Publié par Pierre MORICHAU (ENSAE 1967) | N° 21 - Economies de Réseaux

Ne cherchez pas, ce n’est pas une contrepèterie.


A l’escale, ce qui frappe immédiatement le visiteur qui se croyait compétent, c’est la fragilité des bateaux. Ils ont eu le culot de passer le Raz de Sein sur ça ! « Ça » est une espèce de gros dériveur avec un mât comme un spaghetti, en plus mince, haubané par des fils d’araignée. Il y a trente ans, si un tel esquif avait coulé en contournant la Bretagne, l’enquête aurait désigné l’inaptitude du navire comme seule cause. Le Tour de France à la Voile (TFV), première édition, a eu lieu il y a 25 ans avec comme bateau monotype Écume de mer, pas plus grand que le Mumm actuel, mais réellement habitable avec une cuisine et capable de traverser un coup de torchon en Manche. J’observe que le TFV de cette année a connu un début laborieux pour cause de vent fort, d’où je déduis que le choix d’un voilier à hautes performances n’est peutêtre pas le plus judicieux : même le bizenesse (cf. infra) n’y trouve pas son compte, puisqu’il a fallu sauter des étapes pour rattraper le retard.
—————
> **Objectif énoncé**
Relevez tous les noms de lieux géographiques mentionnés dans l'article sur le Tour de France à la Voile, sans tenir compte du nom de la course.

> **Matériel fourni**
—————
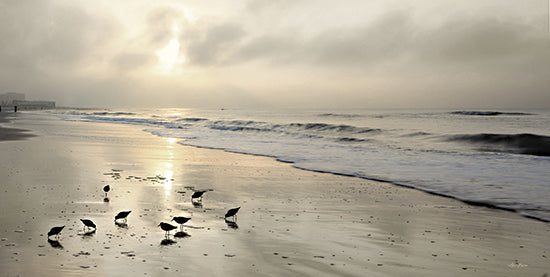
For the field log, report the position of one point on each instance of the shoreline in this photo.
—————
> **Réponse rédigée**
Raz de Sein, Bretagne, Manche